## Problem requirements:
Return every line of the records below that contains the word "copper". Case counts, so match capitalization exactly.

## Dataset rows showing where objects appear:
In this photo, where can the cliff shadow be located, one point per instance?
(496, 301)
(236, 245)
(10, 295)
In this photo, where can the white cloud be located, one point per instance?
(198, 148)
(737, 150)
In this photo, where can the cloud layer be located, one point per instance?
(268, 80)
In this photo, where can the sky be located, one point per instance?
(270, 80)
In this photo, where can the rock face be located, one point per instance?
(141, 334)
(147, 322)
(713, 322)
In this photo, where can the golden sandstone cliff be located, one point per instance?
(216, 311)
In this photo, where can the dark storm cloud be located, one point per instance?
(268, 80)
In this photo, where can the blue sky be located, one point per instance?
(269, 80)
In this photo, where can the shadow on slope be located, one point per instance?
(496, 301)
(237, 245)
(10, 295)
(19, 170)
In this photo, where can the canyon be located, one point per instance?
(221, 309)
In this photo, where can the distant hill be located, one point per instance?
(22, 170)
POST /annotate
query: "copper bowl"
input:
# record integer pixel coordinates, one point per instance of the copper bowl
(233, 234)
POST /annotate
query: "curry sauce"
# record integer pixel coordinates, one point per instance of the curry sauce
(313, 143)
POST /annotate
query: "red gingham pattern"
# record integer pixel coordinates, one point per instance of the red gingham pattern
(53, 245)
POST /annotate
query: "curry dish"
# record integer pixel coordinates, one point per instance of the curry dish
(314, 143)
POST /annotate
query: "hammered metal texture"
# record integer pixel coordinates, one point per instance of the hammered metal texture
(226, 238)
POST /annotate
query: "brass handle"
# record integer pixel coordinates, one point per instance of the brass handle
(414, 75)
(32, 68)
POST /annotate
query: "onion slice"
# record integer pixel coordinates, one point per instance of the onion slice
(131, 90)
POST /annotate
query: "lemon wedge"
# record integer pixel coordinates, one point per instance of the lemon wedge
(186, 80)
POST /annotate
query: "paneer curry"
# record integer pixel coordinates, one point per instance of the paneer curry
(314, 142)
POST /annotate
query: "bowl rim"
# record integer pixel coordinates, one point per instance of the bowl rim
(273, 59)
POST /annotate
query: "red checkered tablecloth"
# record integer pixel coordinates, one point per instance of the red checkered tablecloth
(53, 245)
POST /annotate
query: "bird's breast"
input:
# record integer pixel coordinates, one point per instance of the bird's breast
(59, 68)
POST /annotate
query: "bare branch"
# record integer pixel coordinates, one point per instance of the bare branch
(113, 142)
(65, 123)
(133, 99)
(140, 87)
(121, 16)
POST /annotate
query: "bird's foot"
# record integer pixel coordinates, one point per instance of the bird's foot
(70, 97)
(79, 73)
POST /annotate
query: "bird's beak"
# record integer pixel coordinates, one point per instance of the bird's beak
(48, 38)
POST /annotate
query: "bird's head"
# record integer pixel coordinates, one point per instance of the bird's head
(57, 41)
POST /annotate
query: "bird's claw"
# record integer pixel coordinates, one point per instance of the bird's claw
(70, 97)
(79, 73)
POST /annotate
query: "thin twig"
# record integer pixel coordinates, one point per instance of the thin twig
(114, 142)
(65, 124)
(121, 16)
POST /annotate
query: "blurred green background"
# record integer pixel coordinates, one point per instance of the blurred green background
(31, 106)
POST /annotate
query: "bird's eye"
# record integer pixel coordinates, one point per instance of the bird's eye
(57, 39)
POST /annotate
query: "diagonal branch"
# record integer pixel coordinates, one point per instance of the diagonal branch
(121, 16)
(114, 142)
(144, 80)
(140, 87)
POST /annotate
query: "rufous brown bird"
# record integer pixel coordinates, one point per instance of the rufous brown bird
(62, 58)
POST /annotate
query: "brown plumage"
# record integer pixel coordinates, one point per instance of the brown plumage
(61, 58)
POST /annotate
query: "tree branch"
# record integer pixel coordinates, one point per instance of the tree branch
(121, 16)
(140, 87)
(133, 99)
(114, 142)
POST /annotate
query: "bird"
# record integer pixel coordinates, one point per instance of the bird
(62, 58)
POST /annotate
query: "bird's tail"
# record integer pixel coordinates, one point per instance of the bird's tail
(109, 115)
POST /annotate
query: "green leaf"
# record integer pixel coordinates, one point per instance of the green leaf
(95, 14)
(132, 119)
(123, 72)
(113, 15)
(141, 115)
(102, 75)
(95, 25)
==
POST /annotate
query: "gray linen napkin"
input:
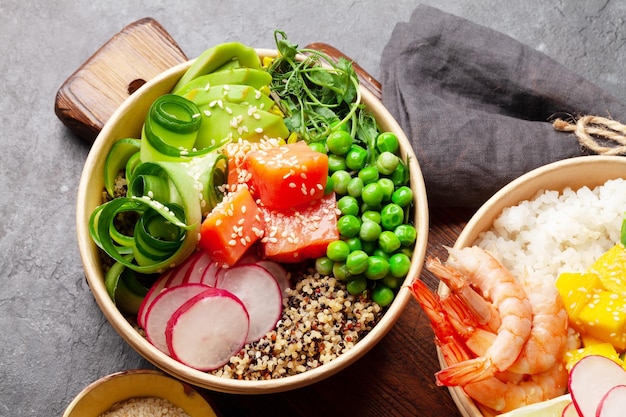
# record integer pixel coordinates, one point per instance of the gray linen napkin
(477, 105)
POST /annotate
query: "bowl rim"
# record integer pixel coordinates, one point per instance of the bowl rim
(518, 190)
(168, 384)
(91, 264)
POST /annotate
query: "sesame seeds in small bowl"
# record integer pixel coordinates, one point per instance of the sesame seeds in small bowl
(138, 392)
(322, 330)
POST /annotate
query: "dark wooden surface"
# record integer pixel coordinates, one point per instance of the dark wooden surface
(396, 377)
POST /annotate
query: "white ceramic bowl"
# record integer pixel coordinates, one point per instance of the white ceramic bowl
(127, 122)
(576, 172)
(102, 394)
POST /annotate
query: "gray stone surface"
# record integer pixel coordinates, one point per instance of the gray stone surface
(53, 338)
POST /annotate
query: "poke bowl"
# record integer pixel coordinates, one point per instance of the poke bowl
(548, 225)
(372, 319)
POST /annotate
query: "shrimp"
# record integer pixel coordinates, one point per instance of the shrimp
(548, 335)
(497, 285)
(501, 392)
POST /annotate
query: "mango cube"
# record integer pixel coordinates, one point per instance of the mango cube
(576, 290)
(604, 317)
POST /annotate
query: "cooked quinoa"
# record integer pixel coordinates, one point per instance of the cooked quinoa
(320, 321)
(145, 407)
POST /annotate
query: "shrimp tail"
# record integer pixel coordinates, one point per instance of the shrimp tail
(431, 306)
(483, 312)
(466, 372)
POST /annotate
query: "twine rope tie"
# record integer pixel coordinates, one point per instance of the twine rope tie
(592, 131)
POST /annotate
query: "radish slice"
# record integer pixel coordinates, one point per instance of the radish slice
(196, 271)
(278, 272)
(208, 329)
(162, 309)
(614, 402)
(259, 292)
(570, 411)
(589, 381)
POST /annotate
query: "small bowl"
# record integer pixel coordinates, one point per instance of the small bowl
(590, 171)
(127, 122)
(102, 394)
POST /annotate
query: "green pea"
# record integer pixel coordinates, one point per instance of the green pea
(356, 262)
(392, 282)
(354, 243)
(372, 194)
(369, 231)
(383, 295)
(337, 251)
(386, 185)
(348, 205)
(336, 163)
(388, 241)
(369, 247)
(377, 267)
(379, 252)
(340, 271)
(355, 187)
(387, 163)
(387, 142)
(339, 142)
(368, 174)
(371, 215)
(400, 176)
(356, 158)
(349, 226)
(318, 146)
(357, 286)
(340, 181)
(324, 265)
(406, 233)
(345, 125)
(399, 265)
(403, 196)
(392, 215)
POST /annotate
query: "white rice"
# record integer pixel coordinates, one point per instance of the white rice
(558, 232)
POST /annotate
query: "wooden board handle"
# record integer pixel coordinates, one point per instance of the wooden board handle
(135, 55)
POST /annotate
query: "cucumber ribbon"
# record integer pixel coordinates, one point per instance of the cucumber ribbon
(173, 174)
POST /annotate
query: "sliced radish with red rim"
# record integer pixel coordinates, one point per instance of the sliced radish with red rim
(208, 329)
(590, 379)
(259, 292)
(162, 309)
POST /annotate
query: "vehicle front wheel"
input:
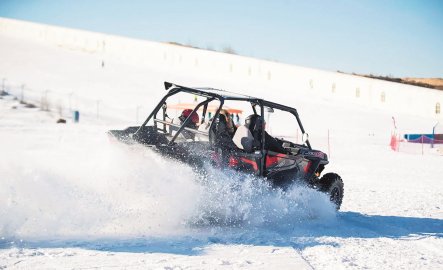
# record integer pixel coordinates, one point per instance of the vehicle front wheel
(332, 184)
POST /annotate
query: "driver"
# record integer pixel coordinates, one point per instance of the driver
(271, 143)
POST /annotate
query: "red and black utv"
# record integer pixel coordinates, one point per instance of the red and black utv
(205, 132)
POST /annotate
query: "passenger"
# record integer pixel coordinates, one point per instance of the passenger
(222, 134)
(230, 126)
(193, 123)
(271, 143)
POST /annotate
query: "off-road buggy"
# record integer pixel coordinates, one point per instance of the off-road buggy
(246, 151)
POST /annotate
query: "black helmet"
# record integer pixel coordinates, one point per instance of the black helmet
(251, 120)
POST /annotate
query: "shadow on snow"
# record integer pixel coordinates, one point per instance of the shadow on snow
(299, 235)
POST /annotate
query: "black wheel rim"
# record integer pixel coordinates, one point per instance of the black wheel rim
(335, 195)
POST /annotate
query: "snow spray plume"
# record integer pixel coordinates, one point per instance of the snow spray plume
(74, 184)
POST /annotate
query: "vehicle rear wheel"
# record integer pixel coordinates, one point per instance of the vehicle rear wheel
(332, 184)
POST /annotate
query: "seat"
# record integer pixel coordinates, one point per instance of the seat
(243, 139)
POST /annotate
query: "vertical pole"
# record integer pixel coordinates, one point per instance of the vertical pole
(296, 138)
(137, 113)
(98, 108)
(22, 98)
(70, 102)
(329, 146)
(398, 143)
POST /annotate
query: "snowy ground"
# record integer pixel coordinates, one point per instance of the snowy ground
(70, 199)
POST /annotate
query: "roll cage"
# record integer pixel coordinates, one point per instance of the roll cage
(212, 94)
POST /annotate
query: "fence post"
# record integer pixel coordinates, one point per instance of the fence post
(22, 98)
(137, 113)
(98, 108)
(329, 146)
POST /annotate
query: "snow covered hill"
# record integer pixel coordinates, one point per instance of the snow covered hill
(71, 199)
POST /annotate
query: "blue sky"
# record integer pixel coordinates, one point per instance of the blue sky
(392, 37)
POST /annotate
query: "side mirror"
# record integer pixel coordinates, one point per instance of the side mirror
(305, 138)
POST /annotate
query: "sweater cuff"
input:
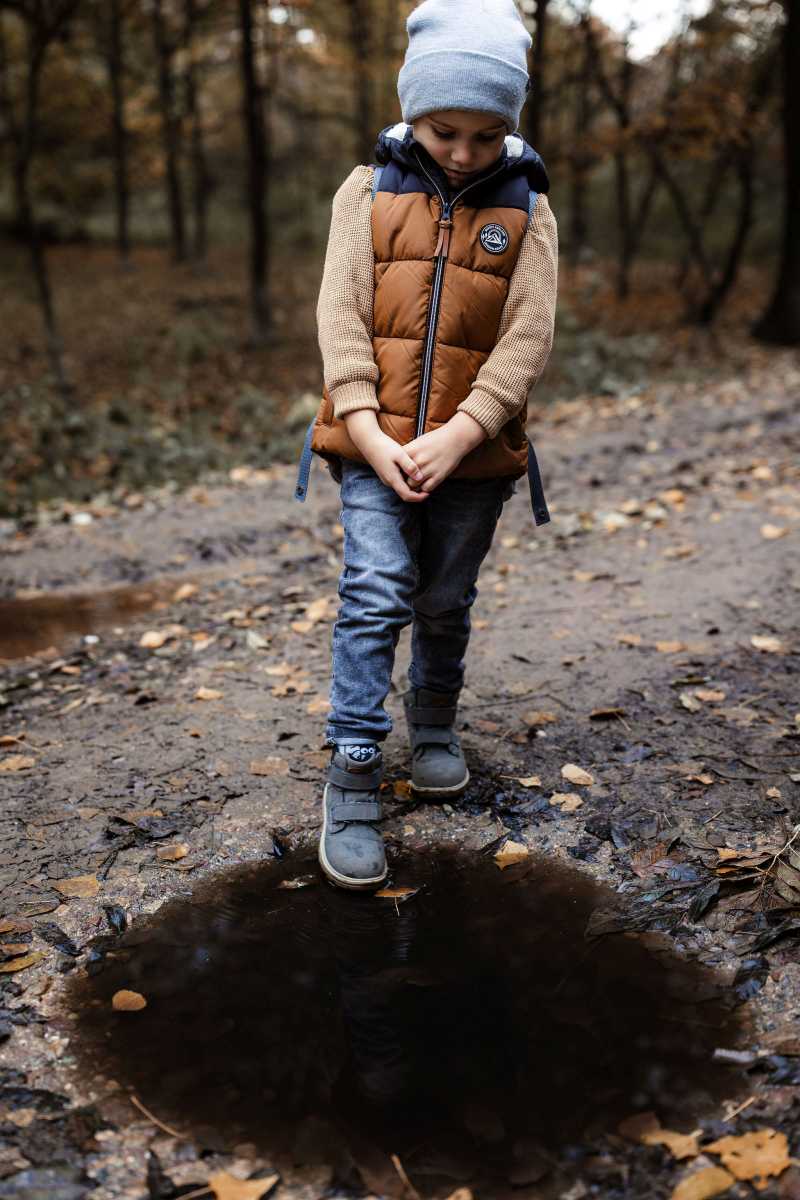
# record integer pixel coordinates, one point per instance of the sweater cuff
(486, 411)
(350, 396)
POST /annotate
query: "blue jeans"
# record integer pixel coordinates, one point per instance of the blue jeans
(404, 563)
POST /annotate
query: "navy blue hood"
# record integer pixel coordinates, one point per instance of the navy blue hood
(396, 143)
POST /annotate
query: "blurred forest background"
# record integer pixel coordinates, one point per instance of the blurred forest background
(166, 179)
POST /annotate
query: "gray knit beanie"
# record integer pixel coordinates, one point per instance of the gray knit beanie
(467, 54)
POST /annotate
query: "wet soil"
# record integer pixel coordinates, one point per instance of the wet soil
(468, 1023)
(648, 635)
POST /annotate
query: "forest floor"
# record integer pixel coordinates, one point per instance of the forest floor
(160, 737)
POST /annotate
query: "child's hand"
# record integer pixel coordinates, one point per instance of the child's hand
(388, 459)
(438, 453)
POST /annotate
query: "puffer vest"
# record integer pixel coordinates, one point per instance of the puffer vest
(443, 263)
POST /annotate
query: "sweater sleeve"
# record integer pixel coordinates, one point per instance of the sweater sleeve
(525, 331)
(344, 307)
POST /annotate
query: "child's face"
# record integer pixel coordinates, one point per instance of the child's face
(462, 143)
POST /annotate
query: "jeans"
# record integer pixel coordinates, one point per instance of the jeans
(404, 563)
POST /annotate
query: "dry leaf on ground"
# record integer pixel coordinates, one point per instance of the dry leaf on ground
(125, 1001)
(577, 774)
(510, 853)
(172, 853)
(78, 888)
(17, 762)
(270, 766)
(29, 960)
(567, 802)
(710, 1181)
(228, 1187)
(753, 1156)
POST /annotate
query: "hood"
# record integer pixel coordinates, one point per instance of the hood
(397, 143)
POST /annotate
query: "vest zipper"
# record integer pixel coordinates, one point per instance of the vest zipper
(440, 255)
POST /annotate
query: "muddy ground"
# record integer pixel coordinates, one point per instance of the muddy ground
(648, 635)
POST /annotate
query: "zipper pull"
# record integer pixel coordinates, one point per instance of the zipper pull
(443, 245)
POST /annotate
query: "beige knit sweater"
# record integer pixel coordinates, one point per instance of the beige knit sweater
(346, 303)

## Answer for the task:
query: "copper bowl"
# record integer pixel coordinates, one point per instance of the copper bowl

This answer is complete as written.